**WRITTEN EXERCISE**
Transcribe the tail of the listing: start at the line containing "of the wooden" and stop after the last line, keeping every character as is and adding nothing.

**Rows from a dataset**
____

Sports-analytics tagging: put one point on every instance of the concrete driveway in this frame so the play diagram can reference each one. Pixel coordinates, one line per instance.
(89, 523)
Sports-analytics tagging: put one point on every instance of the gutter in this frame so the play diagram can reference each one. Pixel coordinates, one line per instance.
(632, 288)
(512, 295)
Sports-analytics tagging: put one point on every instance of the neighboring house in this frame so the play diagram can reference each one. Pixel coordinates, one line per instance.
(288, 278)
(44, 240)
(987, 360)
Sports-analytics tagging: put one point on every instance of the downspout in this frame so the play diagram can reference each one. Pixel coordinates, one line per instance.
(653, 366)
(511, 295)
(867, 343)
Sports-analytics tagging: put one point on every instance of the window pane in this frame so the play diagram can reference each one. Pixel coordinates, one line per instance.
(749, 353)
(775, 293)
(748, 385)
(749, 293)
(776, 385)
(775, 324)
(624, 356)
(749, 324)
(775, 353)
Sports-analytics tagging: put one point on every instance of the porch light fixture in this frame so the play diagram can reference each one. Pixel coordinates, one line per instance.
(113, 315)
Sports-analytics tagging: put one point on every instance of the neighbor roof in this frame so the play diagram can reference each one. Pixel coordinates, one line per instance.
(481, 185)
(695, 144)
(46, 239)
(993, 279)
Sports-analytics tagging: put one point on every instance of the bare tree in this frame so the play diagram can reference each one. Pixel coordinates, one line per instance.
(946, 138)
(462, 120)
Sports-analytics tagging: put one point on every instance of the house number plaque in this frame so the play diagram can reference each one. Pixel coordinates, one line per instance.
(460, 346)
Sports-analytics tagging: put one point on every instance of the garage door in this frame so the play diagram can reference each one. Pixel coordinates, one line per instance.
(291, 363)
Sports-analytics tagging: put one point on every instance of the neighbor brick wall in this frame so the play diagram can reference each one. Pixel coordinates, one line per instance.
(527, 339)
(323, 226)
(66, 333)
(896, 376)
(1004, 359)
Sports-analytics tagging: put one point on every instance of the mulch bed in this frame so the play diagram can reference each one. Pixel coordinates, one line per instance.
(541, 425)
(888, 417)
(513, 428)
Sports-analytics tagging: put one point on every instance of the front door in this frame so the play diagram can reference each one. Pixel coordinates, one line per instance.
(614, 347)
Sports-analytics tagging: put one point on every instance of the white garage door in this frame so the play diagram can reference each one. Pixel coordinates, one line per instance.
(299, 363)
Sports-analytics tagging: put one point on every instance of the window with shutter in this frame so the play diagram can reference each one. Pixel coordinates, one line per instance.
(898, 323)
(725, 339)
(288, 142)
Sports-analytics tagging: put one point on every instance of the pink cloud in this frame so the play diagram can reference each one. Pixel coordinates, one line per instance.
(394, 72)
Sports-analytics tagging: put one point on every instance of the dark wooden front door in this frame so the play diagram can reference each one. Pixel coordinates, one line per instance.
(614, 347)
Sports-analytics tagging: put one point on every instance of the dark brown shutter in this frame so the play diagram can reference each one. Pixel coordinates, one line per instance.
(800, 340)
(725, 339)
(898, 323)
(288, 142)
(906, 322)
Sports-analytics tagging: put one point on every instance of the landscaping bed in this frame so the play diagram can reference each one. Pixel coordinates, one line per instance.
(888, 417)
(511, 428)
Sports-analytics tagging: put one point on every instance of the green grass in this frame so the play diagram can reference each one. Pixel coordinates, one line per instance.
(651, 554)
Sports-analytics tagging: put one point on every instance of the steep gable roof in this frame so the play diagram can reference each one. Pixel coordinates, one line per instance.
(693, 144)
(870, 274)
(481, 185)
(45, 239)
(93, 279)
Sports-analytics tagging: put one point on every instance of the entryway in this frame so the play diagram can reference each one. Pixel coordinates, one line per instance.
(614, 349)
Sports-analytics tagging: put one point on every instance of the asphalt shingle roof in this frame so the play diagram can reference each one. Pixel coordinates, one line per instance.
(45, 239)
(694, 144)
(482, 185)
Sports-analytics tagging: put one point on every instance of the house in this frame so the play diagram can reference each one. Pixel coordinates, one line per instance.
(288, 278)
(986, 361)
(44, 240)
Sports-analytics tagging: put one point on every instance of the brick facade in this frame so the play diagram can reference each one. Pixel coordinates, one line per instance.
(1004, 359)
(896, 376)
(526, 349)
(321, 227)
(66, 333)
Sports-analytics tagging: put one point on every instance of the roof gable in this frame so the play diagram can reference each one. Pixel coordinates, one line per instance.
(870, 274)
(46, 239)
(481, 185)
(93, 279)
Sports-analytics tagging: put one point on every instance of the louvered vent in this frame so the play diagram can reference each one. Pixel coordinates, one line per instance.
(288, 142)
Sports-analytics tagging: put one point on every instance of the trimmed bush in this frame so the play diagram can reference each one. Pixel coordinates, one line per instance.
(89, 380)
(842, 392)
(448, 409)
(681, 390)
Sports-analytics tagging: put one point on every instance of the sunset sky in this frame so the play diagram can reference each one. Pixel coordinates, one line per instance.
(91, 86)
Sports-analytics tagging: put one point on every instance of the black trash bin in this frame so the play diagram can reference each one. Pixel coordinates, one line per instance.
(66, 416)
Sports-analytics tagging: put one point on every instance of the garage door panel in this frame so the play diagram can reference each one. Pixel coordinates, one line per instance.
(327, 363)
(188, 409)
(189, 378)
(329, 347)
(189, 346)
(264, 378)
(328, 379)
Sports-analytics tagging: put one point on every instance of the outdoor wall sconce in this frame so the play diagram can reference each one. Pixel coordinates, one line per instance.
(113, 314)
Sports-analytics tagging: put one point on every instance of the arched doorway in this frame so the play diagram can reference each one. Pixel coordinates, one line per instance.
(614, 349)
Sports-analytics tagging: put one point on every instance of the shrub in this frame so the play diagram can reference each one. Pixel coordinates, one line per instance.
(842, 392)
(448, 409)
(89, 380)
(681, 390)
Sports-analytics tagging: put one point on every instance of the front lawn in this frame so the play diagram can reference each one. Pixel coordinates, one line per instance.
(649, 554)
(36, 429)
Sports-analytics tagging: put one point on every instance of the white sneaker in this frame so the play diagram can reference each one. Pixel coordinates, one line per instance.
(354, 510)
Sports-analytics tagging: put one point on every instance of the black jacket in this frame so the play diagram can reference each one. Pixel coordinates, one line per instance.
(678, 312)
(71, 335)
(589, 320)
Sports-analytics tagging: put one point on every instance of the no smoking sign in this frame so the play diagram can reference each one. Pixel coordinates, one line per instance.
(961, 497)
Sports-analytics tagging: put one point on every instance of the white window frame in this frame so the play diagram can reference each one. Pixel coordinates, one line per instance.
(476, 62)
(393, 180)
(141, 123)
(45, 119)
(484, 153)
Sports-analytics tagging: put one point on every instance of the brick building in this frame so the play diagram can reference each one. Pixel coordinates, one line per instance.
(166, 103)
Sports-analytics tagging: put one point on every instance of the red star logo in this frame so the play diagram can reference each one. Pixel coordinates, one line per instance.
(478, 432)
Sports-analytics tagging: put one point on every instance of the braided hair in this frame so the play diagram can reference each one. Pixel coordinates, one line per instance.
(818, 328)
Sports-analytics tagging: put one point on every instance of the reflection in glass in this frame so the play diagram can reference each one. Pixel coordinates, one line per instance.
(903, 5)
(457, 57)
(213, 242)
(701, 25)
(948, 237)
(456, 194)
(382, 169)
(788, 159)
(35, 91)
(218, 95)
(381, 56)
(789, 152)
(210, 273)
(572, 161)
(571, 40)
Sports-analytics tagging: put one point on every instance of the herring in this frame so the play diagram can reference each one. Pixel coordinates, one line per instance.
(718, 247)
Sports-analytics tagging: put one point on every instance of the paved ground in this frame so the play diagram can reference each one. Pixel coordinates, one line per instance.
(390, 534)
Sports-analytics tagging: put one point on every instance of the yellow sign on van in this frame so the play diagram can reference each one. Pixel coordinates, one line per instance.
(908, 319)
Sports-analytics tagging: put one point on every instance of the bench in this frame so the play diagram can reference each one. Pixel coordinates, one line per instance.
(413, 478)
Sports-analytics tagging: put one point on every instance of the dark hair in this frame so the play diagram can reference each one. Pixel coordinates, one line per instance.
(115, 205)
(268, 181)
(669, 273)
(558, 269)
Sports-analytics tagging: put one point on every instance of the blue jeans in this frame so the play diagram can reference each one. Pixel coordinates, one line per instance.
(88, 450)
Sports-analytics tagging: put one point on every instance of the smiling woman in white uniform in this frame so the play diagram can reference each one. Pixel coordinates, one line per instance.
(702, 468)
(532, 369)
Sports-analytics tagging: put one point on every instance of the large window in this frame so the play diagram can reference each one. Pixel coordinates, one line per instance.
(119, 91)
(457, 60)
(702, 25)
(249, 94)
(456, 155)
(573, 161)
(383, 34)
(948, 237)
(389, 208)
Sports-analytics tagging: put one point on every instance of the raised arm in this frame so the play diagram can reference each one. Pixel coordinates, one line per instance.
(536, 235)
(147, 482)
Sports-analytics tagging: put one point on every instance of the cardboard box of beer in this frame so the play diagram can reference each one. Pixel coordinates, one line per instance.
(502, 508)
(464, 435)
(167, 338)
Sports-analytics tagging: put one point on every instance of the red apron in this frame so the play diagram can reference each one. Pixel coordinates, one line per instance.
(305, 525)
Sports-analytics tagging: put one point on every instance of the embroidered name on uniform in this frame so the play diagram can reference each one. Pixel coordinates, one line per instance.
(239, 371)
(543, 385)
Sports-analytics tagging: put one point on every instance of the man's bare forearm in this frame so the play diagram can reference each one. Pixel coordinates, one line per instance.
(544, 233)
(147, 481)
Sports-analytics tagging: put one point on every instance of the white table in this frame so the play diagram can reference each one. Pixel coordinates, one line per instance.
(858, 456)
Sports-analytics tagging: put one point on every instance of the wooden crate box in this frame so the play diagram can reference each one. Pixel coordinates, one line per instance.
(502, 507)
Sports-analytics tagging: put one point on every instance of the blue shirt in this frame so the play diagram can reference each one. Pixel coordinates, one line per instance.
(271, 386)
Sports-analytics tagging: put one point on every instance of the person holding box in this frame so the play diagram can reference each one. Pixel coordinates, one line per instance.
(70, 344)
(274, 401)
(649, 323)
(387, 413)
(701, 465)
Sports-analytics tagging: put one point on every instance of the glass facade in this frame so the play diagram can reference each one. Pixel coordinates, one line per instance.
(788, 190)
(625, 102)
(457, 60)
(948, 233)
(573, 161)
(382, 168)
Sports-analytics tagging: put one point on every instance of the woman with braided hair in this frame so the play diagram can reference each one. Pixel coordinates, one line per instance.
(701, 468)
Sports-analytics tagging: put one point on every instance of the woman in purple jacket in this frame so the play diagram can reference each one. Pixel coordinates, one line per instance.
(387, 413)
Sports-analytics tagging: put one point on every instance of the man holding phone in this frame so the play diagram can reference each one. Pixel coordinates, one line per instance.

____

**TASK RESULT**
Sports-analytics tagging: put one point on every instance of the wooden crate box in this frame so the play diagram can reference each one. Pixel coordinates, one line per instance.
(502, 507)
Sports-analytics tagging: put one point on every instance of the blue shirt in this frame so the play diagram can reference each one. Pixel coordinates, one line per instance.
(271, 386)
Sports-analytics tagging: put one point on every instance of the person holding box in this frame so the play diagram can reference each one. Pixel coordinates, one line per instance.
(70, 344)
(274, 401)
(649, 323)
(387, 413)
(701, 465)
Sports-analytics tagging: put one point on every instance of the glass facade in this frame so the play diagram can reference each one. Pixel coordinates, one line per instance.
(788, 190)
(625, 102)
(457, 60)
(948, 233)
(573, 161)
(382, 168)
Sports-analytics tagging: put one point on every instance of the woman with braided hair in this frame so the play diagram can reference each one. Pixel coordinates, one line per instance.
(701, 468)
Sports-analytics tagging: put one point on every instance of the woman in purple jacket in this frame so the play diagram can reference each one. Pixel coordinates, one line per instance.
(387, 413)
Sports-analytics tagging: put one point on every instance of the man holding phone in this frame so the play diagram can reference each one. Pixel coordinates, one line per instance.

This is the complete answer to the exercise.